_Exercise_
No pictures, everything else exact: set down the entries in full.

- Opening Delimiter -

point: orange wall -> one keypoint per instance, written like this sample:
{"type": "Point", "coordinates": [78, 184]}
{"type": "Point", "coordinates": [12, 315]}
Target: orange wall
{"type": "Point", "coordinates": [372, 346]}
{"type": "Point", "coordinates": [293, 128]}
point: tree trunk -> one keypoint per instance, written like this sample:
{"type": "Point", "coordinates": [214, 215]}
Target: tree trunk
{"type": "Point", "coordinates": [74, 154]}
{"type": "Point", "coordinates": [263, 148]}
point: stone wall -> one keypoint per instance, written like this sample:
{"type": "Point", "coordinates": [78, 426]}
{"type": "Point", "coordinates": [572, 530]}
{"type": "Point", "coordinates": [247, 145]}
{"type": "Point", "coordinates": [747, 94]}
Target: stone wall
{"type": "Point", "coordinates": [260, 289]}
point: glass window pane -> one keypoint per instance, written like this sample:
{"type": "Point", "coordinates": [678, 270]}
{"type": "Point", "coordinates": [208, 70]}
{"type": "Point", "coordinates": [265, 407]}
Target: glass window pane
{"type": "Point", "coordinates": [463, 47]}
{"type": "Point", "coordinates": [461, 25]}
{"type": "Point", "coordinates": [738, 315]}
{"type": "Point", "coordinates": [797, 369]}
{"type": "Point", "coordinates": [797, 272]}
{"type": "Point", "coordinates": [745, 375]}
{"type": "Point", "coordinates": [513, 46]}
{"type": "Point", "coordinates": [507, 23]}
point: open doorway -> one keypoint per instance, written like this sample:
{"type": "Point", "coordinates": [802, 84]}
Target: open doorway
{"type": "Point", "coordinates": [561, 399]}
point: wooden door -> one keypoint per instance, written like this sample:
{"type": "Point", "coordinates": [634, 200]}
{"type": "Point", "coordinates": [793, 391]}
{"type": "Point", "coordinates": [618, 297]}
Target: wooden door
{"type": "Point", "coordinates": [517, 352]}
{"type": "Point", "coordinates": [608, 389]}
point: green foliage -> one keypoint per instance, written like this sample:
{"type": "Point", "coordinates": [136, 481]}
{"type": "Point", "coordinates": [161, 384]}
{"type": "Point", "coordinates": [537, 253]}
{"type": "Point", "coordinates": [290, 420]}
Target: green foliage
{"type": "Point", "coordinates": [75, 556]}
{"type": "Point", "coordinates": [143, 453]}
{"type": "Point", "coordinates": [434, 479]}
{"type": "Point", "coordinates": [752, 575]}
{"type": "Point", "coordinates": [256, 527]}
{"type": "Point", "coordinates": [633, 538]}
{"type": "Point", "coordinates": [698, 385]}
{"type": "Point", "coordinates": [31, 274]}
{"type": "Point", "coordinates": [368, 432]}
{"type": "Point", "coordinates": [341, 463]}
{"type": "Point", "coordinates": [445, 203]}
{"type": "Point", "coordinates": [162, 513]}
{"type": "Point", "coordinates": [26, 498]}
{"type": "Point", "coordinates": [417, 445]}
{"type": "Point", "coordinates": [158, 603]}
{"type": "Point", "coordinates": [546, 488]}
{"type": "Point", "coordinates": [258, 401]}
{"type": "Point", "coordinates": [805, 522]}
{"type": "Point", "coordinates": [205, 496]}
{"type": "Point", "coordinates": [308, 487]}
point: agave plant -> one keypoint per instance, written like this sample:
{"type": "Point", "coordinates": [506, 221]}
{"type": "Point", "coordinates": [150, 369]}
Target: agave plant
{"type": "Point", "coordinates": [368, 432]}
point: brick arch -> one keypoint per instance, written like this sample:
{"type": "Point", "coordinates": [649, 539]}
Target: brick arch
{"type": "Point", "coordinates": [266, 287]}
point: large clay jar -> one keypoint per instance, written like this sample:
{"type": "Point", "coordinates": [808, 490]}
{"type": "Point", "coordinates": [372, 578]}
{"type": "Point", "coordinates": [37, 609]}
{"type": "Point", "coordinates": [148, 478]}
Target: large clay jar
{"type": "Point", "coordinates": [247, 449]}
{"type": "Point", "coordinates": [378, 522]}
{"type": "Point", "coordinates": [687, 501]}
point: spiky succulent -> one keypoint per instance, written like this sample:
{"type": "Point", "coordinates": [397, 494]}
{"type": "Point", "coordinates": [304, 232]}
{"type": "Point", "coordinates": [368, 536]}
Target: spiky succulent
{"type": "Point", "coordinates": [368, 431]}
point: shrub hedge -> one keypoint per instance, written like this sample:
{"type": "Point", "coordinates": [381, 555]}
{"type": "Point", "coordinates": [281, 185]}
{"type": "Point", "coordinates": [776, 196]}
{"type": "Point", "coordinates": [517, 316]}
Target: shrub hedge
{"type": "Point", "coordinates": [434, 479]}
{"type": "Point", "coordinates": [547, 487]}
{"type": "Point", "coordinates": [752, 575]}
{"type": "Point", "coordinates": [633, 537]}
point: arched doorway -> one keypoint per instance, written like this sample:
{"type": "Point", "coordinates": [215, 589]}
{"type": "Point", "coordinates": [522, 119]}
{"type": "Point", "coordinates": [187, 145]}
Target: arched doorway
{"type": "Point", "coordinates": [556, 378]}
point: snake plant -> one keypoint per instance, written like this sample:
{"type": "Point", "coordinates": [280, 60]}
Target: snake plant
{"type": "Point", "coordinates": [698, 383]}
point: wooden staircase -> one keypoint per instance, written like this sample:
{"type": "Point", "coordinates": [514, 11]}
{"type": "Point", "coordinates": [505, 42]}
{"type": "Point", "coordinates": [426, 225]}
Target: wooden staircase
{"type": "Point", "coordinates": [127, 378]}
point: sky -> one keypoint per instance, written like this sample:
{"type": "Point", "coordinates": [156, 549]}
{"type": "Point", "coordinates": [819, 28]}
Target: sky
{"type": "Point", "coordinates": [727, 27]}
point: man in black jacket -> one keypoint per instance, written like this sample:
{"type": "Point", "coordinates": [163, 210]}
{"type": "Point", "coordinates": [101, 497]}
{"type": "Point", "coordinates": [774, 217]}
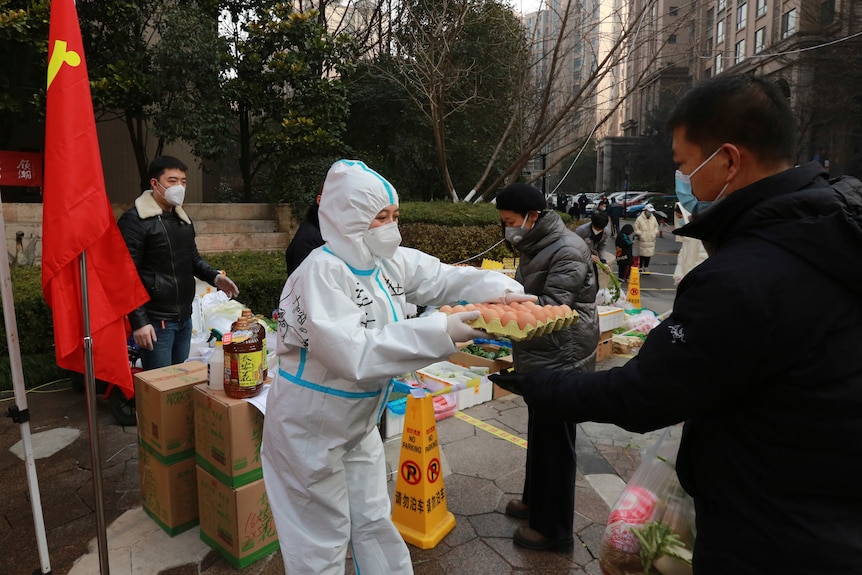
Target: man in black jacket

- Closing Delimiter -

_Response box_
point: orange wall -> one keypoint per instance, written like this sample:
{"type": "Point", "coordinates": [78, 184]}
{"type": "Point", "coordinates": [12, 315]}
Target: orange wall
{"type": "Point", "coordinates": [372, 346]}
{"type": "Point", "coordinates": [293, 128]}
point: tree trunk -> one keypoint per instance, written like this sample:
{"type": "Point", "coordinates": [214, 215]}
Target: tree trunk
{"type": "Point", "coordinates": [74, 154]}
{"type": "Point", "coordinates": [263, 148]}
point: stone wall -> one keypoint per instance, written like this sample:
{"type": "Point", "coordinates": [78, 426]}
{"type": "Point", "coordinates": [572, 530]}
{"type": "Point", "coordinates": [247, 145]}
{"type": "Point", "coordinates": [747, 94]}
Target: stone wall
{"type": "Point", "coordinates": [260, 289]}
point: glass window pane -> one keypoint per instance, written like this sample:
{"type": "Point", "coordinates": [678, 270]}
{"type": "Point", "coordinates": [208, 70]}
{"type": "Point", "coordinates": [265, 407]}
Target: glass window pane
{"type": "Point", "coordinates": [463, 47]}
{"type": "Point", "coordinates": [461, 25]}
{"type": "Point", "coordinates": [738, 315]}
{"type": "Point", "coordinates": [797, 369]}
{"type": "Point", "coordinates": [797, 272]}
{"type": "Point", "coordinates": [745, 375]}
{"type": "Point", "coordinates": [513, 46]}
{"type": "Point", "coordinates": [507, 23]}
point: open doorway -> one keypoint per instance, written like this sample:
{"type": "Point", "coordinates": [802, 84]}
Target: open doorway
{"type": "Point", "coordinates": [561, 399]}
point: wooden door -> one keypoint per instance, written like this sample:
{"type": "Point", "coordinates": [634, 200]}
{"type": "Point", "coordinates": [793, 391]}
{"type": "Point", "coordinates": [618, 297]}
Target: wooden door
{"type": "Point", "coordinates": [517, 352]}
{"type": "Point", "coordinates": [608, 389]}
point: green foliage -> one keypoint per instance, written like this sample:
{"type": "Point", "coordinates": [136, 481]}
{"type": "Point", "coordinates": [161, 384]}
{"type": "Point", "coordinates": [537, 253]}
{"type": "Point", "coordinates": [290, 420]}
Target: green foliage
{"type": "Point", "coordinates": [75, 556]}
{"type": "Point", "coordinates": [143, 453]}
{"type": "Point", "coordinates": [434, 479]}
{"type": "Point", "coordinates": [752, 575]}
{"type": "Point", "coordinates": [256, 527]}
{"type": "Point", "coordinates": [633, 538]}
{"type": "Point", "coordinates": [698, 385]}
{"type": "Point", "coordinates": [31, 274]}
{"type": "Point", "coordinates": [368, 432]}
{"type": "Point", "coordinates": [341, 463]}
{"type": "Point", "coordinates": [445, 203]}
{"type": "Point", "coordinates": [162, 513]}
{"type": "Point", "coordinates": [26, 498]}
{"type": "Point", "coordinates": [417, 445]}
{"type": "Point", "coordinates": [158, 603]}
{"type": "Point", "coordinates": [546, 488]}
{"type": "Point", "coordinates": [258, 401]}
{"type": "Point", "coordinates": [805, 522]}
{"type": "Point", "coordinates": [205, 496]}
{"type": "Point", "coordinates": [308, 487]}
point: agave plant -> one keypoint per instance, written like this sample:
{"type": "Point", "coordinates": [506, 221]}
{"type": "Point", "coordinates": [150, 369]}
Target: agave plant
{"type": "Point", "coordinates": [368, 432]}
point: brick arch -> one keypoint per instance, written like this sample:
{"type": "Point", "coordinates": [649, 539]}
Target: brick arch
{"type": "Point", "coordinates": [266, 287]}
point: large clay jar -> one keypoint per instance, written like this sample:
{"type": "Point", "coordinates": [808, 490]}
{"type": "Point", "coordinates": [372, 578]}
{"type": "Point", "coordinates": [37, 609]}
{"type": "Point", "coordinates": [148, 478]}
Target: large clay jar
{"type": "Point", "coordinates": [247, 449]}
{"type": "Point", "coordinates": [378, 522]}
{"type": "Point", "coordinates": [687, 501]}
point: spiky succulent -> one keypoint per instance, written like this sample:
{"type": "Point", "coordinates": [397, 494]}
{"type": "Point", "coordinates": [304, 232]}
{"type": "Point", "coordinates": [368, 536]}
Target: spiky succulent
{"type": "Point", "coordinates": [368, 431]}
point: shrub hedge -> one keypoint per instance, written like this sample:
{"type": "Point", "coordinates": [381, 555]}
{"type": "Point", "coordinates": [281, 185]}
{"type": "Point", "coordinates": [776, 196]}
{"type": "Point", "coordinates": [517, 316]}
Target: shrub hedge
{"type": "Point", "coordinates": [434, 479]}
{"type": "Point", "coordinates": [547, 487]}
{"type": "Point", "coordinates": [752, 575]}
{"type": "Point", "coordinates": [633, 537]}
point: arched doorway -> one keypoint per instance, written like this sample:
{"type": "Point", "coordinates": [215, 589]}
{"type": "Point", "coordinates": [522, 119]}
{"type": "Point", "coordinates": [187, 145]}
Target: arched doorway
{"type": "Point", "coordinates": [556, 378]}
point: snake plant -> one keypoint per instance, written like this sample:
{"type": "Point", "coordinates": [280, 60]}
Target: snake plant
{"type": "Point", "coordinates": [698, 383]}
point: wooden staircase -> one keypoint per instance, written like this sample:
{"type": "Point", "coordinates": [514, 11]}
{"type": "Point", "coordinates": [505, 42]}
{"type": "Point", "coordinates": [426, 225]}
Target: wooden staircase
{"type": "Point", "coordinates": [127, 378]}
point: sky -> one keypoint per instance, written like this sample:
{"type": "Point", "coordinates": [156, 549]}
{"type": "Point", "coordinates": [819, 28]}
Target: sky
{"type": "Point", "coordinates": [727, 27]}
point: man in black jacket -> one keypoint per instance, written like this sample:
{"type": "Point", "coordinates": [163, 210]}
{"type": "Point", "coordinates": [101, 497]}
{"type": "Point", "coordinates": [774, 217]}
Target: man in black jacket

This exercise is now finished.